- Assignment 1:
Answer these questions about the RAG chatbot tutorial, each on its own line:
(a) Which OpenAI model generates the answers to user questions?
(b) Which Postgres plan gives enough storage for a few million document chunks?
(c) What runtime should the Web Service for the FastAPI app be set to?
- Assignment 2:
What components make up the architecture overview in the RAG chatbot tutorial? List each one.

TutorialsAIPostgreSQLTutorial

Building a RAG chatbot with pgvector on StackBlaze

Step-by-step guide to deploying a retrieval-augmented generation app with a pgvector-powered embedding store.

Priya Patel

Head of Engineering

Feb 18, 202611 min read

Retrieval-augmented generation (RAG) is the pattern behind most production LLM applications: rather than relying solely on the model's training data, you retrieve relevant context from your own documents and include it in the prompt. The quality of that retrieval step determines the quality of the answers. This tutorial walks through building a complete RAG pipeline using pgvector on StackBlaze, from document ingestion to a working API endpoint.

What we're building

A FastAPI service that answers questions about a corpus of documents. Users ask a question; the service finds the most semantically similar document chunks, assembles them into a prompt, and calls OpenAI's GPT-4o to generate an answer grounded in your docs.

Architecture overview

Postgres 16 with pgvector extension, stores document chunks and their embeddings
Python ingestion script, reads documents, generates embeddings via OpenAI, writes to Postgres
FastAPI service, handles user queries, runs similarity search, calls the LLM
OpenAI API, generates embeddings (text-embedding-3-small) and completions (gpt-4o)

Everything except the OpenAI API runs on StackBlaze. The Postgres database and the FastAPI service communicate over the private fabric, so embedding storage and retrieval are fast and free of egress costs.

Step 1: Deploy the stack

Create a new environment in StackBlaze. Add a Postgres 16 database (the Standard plan gives you enough storage for a few million document chunks). Add a Web Service for the FastAPI app, pointing at your GitHub repo. Set the runtime to Python 3.11.

- Data extract:
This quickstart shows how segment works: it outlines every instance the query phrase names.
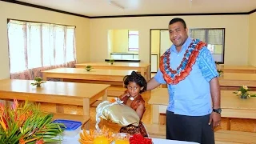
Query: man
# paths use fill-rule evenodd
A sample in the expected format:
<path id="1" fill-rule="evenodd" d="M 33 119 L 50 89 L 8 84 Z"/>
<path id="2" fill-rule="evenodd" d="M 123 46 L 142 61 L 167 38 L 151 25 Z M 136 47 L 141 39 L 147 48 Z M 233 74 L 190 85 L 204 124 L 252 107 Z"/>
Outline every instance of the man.
<path id="1" fill-rule="evenodd" d="M 167 84 L 166 139 L 214 143 L 213 129 L 221 120 L 220 87 L 215 62 L 206 44 L 188 37 L 182 18 L 169 23 L 171 47 L 147 90 Z"/>

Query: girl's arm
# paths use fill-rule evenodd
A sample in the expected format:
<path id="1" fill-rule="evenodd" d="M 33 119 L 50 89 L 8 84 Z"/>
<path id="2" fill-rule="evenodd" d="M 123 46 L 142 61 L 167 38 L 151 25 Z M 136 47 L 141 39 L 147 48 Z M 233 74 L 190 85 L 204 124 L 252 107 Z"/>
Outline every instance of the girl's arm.
<path id="1" fill-rule="evenodd" d="M 138 106 L 136 109 L 136 113 L 138 115 L 139 118 L 142 119 L 144 114 L 145 106 L 143 104 L 138 105 Z"/>

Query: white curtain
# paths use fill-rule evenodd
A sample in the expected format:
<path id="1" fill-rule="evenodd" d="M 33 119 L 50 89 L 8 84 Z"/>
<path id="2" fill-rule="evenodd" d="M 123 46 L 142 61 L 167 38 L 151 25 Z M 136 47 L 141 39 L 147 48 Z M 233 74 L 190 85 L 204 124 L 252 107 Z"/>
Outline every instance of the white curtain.
<path id="1" fill-rule="evenodd" d="M 76 62 L 74 26 L 10 20 L 8 40 L 11 78 L 33 79 L 38 70 Z"/>

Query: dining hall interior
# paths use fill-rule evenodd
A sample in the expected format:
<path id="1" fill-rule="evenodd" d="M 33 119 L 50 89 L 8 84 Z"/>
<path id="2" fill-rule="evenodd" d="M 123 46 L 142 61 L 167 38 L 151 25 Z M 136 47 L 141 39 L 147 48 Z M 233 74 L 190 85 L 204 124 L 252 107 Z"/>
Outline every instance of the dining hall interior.
<path id="1" fill-rule="evenodd" d="M 126 75 L 154 78 L 172 45 L 169 22 L 181 18 L 190 37 L 207 43 L 219 72 L 215 143 L 256 143 L 256 1 L 1 0 L 0 14 L 1 102 L 28 100 L 94 130 L 96 107 L 126 91 Z M 46 82 L 37 87 L 38 77 Z M 242 86 L 250 98 L 234 94 Z M 142 96 L 150 138 L 166 139 L 166 85 Z M 121 128 L 103 119 L 99 126 Z"/>

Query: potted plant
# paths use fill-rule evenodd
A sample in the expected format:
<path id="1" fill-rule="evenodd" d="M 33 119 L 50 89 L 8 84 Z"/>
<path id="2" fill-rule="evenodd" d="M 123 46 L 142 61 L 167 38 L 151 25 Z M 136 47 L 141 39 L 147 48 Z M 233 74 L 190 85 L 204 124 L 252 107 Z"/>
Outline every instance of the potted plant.
<path id="1" fill-rule="evenodd" d="M 37 87 L 40 87 L 42 83 L 46 82 L 46 81 L 42 81 L 41 77 L 35 77 L 34 82 L 31 83 L 32 86 L 37 86 Z"/>
<path id="2" fill-rule="evenodd" d="M 242 86 L 239 87 L 238 91 L 234 93 L 239 96 L 240 98 L 243 99 L 246 99 L 249 97 L 256 97 L 256 94 L 251 94 L 248 91 L 250 91 L 250 89 L 246 86 Z"/>
<path id="3" fill-rule="evenodd" d="M 0 103 L 0 143 L 37 143 L 61 142 L 56 138 L 65 126 L 52 122 L 53 114 L 46 114 L 32 102 L 18 103 L 16 99 L 10 106 Z"/>
<path id="4" fill-rule="evenodd" d="M 92 70 L 92 69 L 93 69 L 93 67 L 92 67 L 91 66 L 86 66 L 86 71 L 90 71 L 90 70 Z"/>
<path id="5" fill-rule="evenodd" d="M 215 61 L 215 64 L 216 64 L 217 72 L 218 72 L 218 75 L 219 76 L 222 75 L 223 74 L 223 71 L 220 68 L 218 68 L 220 62 Z"/>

- Written reply 1:
(a) GPT-4o
(b) The Standard plan
(c) Python 3.11

- Written reply 2:
- Postgres 16 with the pgvector extension
- Python ingestion script
- FastAPI service
- OpenAI API